*** Opening Selected extract ***

Ian B, in the comments a few years ago here:
… and then Mr Georgist Tax Assessor comes along, slaps a massive tax bill on the nature reserve or the rose garden, and it has to close. For the Greater Good, you see.
That is why I’m a Libertarian. And more than that, a Propertarian Lbertarian. In so many crucial respects, liberty stems from property. Without property, liberty tends to be in rather short supply. For the Greater Good, of course.
All right, let's row back a bit.
In an ideal world, having a secular, democratic and free-trade capitalist society enables total freedom to be maximised - freedom from religious oppression, despotism, hunger and want; the freedom to choose what sort of job you want to do; an equal say in who gets the keys to Number 10 Downing Street; and of course the state-protected right to occupy certain bits of land undisturbed by others.
That last 'property liberty' is only one of many mutually-supporting freedoms, it is not the be-all and end-all; the notion that a person is entitled to have exclusive, state-guaranteed occupation of land without having to pay anything for the privilege is not on the list.
The minute you start restricting some people's individual, subjective freedom in order to increase other people's individual, subjective freedom then the sum total of freedom has gone down, not up. If one man's liberty comes at a cost to others, that is not true liberty.
(NB - these generalisations do not not apply to some one-sided restrictions of course - if they allow gay marriage, that increases the freedom of gay people without restricting the freedom of heterosexual people; if they legalise soft drugs, then that enhances the liberty of people who wish to trade in or consume them without in any way restricting the liberty of the majority who wouldn't touch the stuff.

*** Closing Selected extract ***
*** Opening Record excerpts ***

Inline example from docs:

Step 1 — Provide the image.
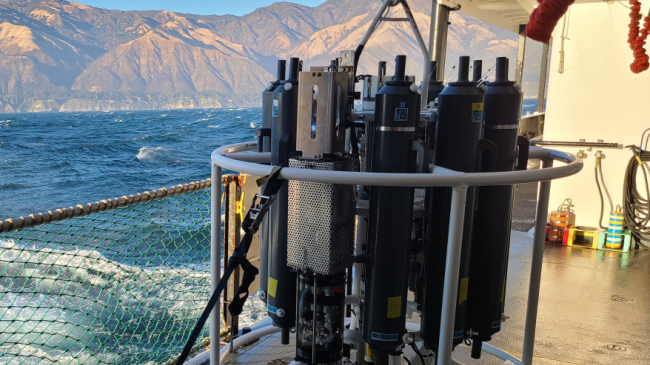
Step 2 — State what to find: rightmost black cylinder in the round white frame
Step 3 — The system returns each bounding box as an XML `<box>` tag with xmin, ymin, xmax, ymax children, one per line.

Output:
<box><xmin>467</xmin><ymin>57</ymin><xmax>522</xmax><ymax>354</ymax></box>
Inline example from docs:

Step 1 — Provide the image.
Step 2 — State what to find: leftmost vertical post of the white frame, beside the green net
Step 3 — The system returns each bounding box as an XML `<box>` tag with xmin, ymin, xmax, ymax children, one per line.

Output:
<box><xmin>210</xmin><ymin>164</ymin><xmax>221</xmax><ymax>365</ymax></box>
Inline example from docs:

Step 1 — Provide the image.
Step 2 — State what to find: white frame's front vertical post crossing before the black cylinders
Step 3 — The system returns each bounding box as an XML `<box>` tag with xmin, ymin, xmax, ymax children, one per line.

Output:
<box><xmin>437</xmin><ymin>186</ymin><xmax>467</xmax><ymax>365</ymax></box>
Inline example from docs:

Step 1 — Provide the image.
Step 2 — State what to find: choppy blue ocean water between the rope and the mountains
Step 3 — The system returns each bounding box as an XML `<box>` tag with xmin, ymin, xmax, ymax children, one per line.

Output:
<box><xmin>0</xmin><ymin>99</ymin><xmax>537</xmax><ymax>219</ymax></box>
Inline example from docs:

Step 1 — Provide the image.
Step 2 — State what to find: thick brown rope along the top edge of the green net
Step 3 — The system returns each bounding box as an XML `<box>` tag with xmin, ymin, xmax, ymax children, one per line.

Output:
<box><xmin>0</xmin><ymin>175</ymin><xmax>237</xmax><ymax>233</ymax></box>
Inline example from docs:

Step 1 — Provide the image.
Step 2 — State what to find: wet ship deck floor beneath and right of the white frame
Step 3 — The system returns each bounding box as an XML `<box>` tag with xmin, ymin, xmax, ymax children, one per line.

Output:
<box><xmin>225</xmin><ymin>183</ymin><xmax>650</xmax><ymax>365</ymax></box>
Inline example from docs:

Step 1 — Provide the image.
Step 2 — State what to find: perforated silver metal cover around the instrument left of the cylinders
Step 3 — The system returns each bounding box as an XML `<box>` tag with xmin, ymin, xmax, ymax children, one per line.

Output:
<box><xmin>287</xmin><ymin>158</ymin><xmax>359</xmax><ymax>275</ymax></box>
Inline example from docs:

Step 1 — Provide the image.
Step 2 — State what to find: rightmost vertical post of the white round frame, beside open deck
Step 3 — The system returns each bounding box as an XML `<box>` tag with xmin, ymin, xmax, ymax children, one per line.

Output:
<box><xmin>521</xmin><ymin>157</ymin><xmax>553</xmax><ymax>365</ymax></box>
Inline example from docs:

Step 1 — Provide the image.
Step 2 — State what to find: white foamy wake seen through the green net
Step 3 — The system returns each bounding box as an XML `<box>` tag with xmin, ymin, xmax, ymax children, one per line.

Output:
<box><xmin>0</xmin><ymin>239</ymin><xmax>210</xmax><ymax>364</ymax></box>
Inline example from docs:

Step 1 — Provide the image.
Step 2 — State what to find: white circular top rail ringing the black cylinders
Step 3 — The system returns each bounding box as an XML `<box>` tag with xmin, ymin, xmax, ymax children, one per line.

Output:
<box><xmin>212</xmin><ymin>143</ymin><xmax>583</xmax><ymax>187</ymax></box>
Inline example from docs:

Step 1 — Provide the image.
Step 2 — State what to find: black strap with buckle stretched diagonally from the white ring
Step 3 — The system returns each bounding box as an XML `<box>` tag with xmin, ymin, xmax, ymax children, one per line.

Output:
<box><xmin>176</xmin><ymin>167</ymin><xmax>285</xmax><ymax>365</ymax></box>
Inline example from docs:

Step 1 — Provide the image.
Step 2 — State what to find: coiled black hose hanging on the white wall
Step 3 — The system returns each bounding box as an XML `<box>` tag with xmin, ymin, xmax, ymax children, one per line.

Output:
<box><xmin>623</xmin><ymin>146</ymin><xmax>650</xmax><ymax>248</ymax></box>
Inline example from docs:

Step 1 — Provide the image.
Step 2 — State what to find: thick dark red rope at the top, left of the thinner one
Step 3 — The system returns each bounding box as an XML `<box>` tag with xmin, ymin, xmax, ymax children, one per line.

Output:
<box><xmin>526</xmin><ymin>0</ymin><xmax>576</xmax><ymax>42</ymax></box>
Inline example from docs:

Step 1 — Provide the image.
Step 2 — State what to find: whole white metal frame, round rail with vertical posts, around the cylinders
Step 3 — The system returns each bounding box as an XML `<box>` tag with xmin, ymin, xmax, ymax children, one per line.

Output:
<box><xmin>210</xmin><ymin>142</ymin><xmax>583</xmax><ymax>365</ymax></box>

*** Closing Record excerpts ***
*** Opening Record excerpts ***

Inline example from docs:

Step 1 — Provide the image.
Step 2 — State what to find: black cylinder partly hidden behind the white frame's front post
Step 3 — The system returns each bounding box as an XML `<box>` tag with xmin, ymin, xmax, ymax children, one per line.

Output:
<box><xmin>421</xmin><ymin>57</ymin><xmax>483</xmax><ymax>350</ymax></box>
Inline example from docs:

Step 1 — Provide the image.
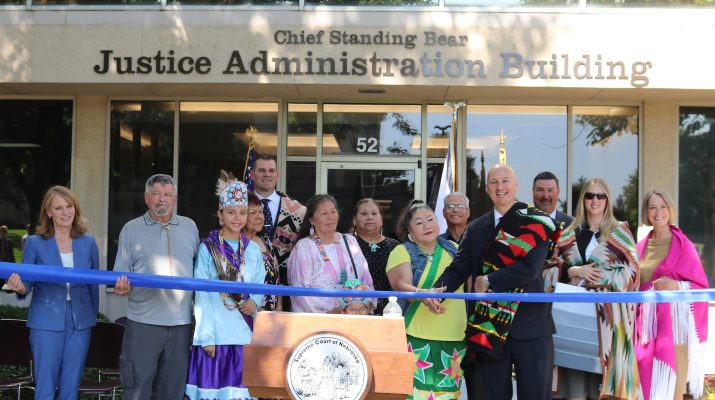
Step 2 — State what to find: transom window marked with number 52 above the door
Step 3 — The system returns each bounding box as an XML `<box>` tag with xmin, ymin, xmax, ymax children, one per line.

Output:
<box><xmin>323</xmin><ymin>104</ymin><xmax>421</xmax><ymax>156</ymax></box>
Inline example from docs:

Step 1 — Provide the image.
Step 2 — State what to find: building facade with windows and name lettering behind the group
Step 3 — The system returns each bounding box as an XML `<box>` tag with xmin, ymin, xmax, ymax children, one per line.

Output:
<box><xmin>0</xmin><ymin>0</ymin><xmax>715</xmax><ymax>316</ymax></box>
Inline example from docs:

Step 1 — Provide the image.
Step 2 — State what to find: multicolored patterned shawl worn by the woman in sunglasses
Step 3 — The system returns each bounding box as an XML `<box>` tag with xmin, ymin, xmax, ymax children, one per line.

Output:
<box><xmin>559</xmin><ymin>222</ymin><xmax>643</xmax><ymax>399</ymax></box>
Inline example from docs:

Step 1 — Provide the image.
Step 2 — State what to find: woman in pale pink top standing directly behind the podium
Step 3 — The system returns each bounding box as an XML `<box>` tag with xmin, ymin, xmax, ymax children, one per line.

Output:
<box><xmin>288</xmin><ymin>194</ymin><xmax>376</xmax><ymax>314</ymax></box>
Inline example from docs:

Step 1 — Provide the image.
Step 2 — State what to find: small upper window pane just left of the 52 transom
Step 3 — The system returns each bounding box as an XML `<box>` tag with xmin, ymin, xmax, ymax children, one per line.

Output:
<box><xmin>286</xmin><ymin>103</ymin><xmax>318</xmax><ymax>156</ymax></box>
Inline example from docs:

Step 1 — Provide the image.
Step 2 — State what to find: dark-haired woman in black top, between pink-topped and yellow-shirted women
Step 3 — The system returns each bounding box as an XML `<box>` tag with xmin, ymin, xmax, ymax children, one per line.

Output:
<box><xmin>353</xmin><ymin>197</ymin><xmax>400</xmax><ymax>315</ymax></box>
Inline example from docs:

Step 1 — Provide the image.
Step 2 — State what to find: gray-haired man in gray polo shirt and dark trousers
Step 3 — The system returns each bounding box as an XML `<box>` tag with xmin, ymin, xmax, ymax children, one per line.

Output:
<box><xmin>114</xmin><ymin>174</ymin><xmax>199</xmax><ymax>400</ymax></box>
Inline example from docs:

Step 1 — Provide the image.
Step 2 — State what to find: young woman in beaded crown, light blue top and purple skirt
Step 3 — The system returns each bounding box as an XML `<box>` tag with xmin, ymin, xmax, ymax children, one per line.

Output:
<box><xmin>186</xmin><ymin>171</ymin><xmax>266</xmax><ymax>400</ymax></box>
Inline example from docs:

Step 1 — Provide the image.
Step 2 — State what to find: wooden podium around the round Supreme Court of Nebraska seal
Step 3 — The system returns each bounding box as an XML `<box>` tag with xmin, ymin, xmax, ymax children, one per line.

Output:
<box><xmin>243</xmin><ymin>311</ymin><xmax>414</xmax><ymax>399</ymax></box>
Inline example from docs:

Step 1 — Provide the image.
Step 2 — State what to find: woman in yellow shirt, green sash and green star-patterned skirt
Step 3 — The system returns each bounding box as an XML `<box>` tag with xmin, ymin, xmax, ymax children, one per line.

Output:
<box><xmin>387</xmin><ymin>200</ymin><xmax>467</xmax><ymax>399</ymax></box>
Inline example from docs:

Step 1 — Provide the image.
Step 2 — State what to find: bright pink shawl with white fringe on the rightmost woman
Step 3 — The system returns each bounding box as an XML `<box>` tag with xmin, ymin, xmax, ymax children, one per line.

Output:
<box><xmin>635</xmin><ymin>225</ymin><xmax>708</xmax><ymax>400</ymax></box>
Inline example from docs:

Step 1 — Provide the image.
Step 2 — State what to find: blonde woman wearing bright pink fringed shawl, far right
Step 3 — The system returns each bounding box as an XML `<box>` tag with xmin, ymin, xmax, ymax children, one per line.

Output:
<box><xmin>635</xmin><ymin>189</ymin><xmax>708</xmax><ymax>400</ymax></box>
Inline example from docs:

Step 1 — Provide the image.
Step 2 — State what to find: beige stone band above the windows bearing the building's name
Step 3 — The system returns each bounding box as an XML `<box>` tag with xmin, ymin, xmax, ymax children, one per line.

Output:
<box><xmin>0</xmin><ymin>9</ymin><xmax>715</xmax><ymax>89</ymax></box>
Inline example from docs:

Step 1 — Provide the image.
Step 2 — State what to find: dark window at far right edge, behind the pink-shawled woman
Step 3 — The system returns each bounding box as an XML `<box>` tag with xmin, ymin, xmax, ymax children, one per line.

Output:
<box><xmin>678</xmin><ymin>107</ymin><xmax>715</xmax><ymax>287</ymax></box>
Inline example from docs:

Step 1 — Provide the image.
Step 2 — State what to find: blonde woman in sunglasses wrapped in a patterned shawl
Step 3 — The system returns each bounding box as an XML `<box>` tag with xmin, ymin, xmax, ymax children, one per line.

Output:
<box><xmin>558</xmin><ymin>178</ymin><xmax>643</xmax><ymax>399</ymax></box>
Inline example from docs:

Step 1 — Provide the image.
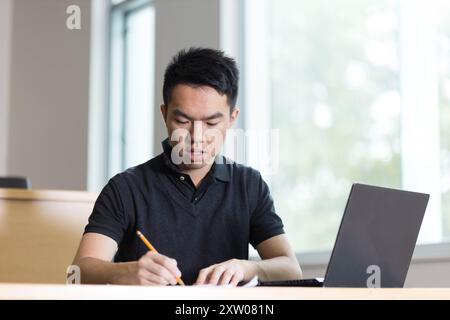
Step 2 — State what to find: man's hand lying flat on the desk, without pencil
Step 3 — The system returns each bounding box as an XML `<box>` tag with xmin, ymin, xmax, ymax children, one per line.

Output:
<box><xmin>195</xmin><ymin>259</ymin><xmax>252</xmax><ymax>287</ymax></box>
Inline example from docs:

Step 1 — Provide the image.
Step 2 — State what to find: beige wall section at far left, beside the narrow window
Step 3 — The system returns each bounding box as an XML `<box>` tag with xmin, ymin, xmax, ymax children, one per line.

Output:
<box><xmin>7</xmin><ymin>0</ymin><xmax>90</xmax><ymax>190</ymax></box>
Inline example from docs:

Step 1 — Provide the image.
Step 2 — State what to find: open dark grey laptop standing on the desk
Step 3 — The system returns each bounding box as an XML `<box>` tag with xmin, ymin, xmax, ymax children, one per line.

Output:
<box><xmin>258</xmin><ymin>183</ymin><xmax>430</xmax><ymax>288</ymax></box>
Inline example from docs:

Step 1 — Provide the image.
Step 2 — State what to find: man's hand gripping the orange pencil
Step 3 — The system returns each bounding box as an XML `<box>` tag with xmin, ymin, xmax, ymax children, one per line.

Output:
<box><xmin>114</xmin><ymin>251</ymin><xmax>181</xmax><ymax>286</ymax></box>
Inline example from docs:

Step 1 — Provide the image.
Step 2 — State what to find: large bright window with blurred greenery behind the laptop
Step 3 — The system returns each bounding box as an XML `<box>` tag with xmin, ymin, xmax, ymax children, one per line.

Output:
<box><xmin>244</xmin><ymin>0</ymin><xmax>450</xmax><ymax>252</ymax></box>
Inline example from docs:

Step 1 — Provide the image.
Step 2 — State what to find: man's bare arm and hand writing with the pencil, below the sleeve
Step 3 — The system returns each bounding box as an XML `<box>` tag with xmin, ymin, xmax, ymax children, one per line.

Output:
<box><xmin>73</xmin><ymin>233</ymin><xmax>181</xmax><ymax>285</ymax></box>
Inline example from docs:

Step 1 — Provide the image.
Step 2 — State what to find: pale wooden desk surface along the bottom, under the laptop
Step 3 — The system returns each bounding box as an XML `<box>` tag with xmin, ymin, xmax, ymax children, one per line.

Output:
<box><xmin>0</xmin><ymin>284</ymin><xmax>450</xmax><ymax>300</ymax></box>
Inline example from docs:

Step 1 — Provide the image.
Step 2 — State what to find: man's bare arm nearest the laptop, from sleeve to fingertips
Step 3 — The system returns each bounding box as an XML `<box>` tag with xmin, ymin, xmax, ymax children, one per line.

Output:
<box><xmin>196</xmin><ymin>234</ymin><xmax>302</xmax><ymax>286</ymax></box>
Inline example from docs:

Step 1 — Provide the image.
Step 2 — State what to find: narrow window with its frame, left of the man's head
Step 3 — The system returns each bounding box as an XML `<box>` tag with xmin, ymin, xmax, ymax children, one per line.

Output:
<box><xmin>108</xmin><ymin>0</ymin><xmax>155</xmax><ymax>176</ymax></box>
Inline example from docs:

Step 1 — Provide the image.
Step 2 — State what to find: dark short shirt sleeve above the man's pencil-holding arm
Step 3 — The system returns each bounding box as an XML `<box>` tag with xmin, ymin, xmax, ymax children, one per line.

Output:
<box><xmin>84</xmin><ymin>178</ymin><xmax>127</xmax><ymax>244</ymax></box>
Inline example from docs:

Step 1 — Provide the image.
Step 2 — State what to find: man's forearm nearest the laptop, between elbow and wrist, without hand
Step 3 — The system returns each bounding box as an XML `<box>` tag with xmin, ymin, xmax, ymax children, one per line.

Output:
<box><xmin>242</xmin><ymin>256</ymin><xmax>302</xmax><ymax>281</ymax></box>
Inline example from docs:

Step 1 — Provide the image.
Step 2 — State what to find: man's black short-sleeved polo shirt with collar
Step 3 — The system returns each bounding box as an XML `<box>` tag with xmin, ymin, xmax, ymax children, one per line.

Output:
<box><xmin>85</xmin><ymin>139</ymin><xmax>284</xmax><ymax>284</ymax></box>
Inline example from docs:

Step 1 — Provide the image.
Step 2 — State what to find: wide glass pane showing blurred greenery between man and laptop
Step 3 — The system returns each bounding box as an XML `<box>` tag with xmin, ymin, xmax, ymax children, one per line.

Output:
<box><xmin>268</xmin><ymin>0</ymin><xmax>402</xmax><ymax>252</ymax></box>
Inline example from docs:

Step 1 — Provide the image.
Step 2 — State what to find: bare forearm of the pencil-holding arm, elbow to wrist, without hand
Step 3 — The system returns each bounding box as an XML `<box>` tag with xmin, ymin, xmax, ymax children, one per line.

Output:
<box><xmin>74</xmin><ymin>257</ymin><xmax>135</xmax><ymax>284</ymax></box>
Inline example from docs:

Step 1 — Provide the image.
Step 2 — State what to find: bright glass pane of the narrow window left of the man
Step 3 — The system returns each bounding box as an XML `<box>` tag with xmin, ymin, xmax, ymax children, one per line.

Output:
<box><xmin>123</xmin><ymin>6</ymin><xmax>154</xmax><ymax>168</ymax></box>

*** Closing Record excerpts ***

• Your goal:
Answer these questions about the text on liberty and property above:
1. In the quoted comment, what does the Georgist Tax Assessor place on the nature reserve or rose garden, and what happens to it as a result?
2. What happens to the sum total of freedom when some people's freedom is restricted to increase other people's freedom?
3. Which two examples of one-sided restrictions appear in the note marked "NB"?

• Exercise response:
1. He places a massive tax bill on it, and it has to close.
2. It goes down, not up.
3. Allowing gay marriage and legalizing soft drugs.